## Goal
Extract all of the entries and give them again, word for word.

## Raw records
— begin —

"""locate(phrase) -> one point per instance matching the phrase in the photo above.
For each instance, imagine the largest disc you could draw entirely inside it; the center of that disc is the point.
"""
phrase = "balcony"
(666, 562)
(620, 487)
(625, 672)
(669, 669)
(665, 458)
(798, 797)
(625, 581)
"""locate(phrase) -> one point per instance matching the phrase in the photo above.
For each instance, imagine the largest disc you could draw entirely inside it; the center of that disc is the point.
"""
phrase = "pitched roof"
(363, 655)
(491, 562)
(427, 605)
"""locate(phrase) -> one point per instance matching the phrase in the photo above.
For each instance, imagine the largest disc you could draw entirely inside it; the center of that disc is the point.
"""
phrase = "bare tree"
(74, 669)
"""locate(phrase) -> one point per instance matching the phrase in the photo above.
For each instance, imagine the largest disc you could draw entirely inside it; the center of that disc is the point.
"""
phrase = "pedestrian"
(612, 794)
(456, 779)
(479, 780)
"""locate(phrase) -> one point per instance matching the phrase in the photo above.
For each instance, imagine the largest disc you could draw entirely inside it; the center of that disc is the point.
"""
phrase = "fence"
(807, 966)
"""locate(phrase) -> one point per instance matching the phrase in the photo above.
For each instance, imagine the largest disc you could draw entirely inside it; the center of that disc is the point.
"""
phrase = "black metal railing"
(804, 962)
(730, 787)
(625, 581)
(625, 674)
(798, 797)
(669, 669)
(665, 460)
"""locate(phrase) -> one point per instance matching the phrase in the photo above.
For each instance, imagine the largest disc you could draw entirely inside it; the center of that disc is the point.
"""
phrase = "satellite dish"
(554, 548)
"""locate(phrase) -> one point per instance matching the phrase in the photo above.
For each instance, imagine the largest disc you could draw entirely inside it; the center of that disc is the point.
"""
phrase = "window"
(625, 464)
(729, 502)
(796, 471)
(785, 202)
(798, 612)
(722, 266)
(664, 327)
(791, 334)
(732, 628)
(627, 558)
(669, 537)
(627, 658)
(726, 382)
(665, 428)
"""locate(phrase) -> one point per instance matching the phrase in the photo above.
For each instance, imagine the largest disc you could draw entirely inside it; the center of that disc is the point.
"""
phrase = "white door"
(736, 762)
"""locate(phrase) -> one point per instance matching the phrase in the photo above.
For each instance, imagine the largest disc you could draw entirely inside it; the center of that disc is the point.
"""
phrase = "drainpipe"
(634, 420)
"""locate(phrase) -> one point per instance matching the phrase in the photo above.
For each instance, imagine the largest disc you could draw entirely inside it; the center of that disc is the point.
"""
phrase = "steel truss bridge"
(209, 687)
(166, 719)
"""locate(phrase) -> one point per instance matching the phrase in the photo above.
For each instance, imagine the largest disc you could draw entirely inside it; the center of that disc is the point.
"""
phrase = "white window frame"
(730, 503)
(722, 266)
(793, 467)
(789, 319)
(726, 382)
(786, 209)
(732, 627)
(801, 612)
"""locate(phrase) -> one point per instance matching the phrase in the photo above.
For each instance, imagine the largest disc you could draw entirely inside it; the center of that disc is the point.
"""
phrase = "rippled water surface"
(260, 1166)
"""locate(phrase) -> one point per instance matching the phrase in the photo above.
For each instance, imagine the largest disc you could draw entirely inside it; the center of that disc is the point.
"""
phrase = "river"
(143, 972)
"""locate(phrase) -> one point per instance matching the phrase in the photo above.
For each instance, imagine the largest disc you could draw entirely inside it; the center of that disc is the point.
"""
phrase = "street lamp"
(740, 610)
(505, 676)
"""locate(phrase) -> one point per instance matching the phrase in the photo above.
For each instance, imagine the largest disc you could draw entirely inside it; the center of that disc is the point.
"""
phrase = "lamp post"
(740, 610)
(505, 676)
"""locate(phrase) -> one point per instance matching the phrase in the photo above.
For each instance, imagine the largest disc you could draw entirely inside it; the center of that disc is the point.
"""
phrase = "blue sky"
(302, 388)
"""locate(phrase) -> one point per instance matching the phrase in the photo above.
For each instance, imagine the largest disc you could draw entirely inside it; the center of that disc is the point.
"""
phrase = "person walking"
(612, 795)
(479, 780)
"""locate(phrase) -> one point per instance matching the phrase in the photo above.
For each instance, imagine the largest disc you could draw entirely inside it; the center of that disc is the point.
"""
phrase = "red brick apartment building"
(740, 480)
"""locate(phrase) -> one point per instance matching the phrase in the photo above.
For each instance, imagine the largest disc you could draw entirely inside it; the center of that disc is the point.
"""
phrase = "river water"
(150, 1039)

— end —

## The response
"""locate(phrase) -> one point per instance matching the phrase in the photo above.
For each instance, imagine the largest disc you could draw entirely inside it; the center of that disc is the point.
"""
phrase = "balcony"
(666, 562)
(620, 487)
(625, 672)
(669, 669)
(665, 458)
(798, 797)
(625, 581)
"""locate(phrase) -> one point per instance matching the phrase in the photo above.
For each instance, imagine the largest disc you could draw entirely inside it; the center of that disc is the point.
"""
phrase = "pitched roof"
(363, 655)
(491, 562)
(427, 605)
"""locate(phrase) -> one point per instance matching the phrase in the photo above.
For each instance, imagine the largest disc you could draw entirely inside it; the center of that disc is the point.
"""
phrase = "bare tree"
(74, 669)
"""locate(phrase) -> one point per instance matching the phrase in the photo above.
For each instance, imagine the largest disc you could draw entirely inside it; the center of that disc is the point.
"""
phrase = "pedestrian"
(612, 794)
(456, 779)
(479, 780)
"""locate(phrase) -> one point per instance matching the phrase in the photo above.
For each instance, imagine the largest disc you could draw entirely inside it; the center of that disc is the point.
"""
phrase = "fence"
(807, 966)
"""locate(phrase) -> one point per instance matching the phrase in the photo above.
For each instance, imagine the largest disc you could draw entirely inside it; the center of that disc is the point.
"""
phrase = "black metal railing"
(804, 962)
(730, 787)
(625, 581)
(625, 674)
(798, 797)
(669, 669)
(665, 460)
"""locate(phrase) -> one point per instance matching the phrase in the photo above.
For each instance, imagine the largest disc you could draw entirely inside it; the center of that disc is the point.
"""
phrase = "satellite dish"
(554, 548)
"""locate(phrase) -> one point per instance matching the phrase in the photo above.
For each instance, imagine the largest disc you could draw entirely inside it; the center of that disc is the point.
"""
phrase = "window"
(625, 464)
(729, 502)
(796, 471)
(785, 202)
(798, 612)
(722, 266)
(664, 327)
(791, 334)
(732, 628)
(627, 558)
(669, 537)
(627, 658)
(726, 382)
(665, 428)
"""locate(phrase) -> one point per instance matching the phrase in the photo above.
For each instance, imagine the largest disc you could draw entirely inside it; the center of that disc is the point.
"""
phrase = "white door"
(736, 762)
"""locate(phrase) -> one point per instance matching the phrase in the photo above.
For each instance, imagine the largest disc you could draw entirely inside it; the center of that disc is the point.
"""
phrase = "drainpipe"
(634, 420)
"""locate(phrase) -> one point per instance matching the phrase in the photo above.
For each instance, imagine the largest disc you could draw entirely inside it; the center of that disc is the point.
"""
phrase = "steel truss bridge"
(209, 687)
(166, 719)
"""locate(phrase) -> one point per instance matching the phrase in the photo above.
For each instance, imagine the largest disc you could draw entirely inside it; the center of that disc is the point.
"""
phrase = "white window frame"
(730, 503)
(722, 266)
(793, 467)
(789, 319)
(726, 382)
(786, 209)
(732, 627)
(801, 612)
"""locate(phrase) -> one point per instance matching the phrase in the photo above.
For each instance, imagine the largest disc you could draw entirely inside it; the center of that disc is the point.
"""
phrase = "rippled water surface"
(260, 1166)
"""locate(phrase) -> one point per instance matching the phrase in the photo above.
For each instance, imagine the largest disc you could draw entirely inside it; the center of that disc is the point.
"""
phrase = "river"
(143, 972)
"""locate(phrase) -> one point per instance matching the phrase in the photo above.
For each instance, imagine the largest disc you could draw entirely inside it; the center of that disc is the point.
"""
phrase = "street lamp"
(740, 610)
(505, 676)
"""locate(phrase) -> one point per instance matching the phrase in the photo above.
For each instance, imagine the largest disc you could draw entirely inside it; the center of that disc is the point.
"""
phrase = "lamp post"
(740, 610)
(505, 676)
"""locate(phrase) -> one point per instance matching the phrase in the photo above.
For each instance, imagine the largest disc you could draw entirely inside it; the center of that disc is the point.
"""
phrase = "blue sky"
(302, 388)
"""locate(phrase) -> one point per instance matching the phrase in the photo above.
For each instance, imagine the largest disc you could draw entirely inside it; the center of that disc is the point.
"""
phrase = "person walking"
(612, 795)
(479, 780)
"""locate(phrase) -> one point per instance matching the phrase in the photo above.
For each instance, imagine the largest disc you could draw entirely inside it; the center of that disc is the point.
"""
phrase = "red brick apartment building"
(740, 480)
"""locate(phrase) -> one point per instance matching the phrase in the photo above.
For each instance, imagine the largest disc you could draw entirely inside it; the center of that disc is the point.
"""
phrase = "river water"
(150, 1039)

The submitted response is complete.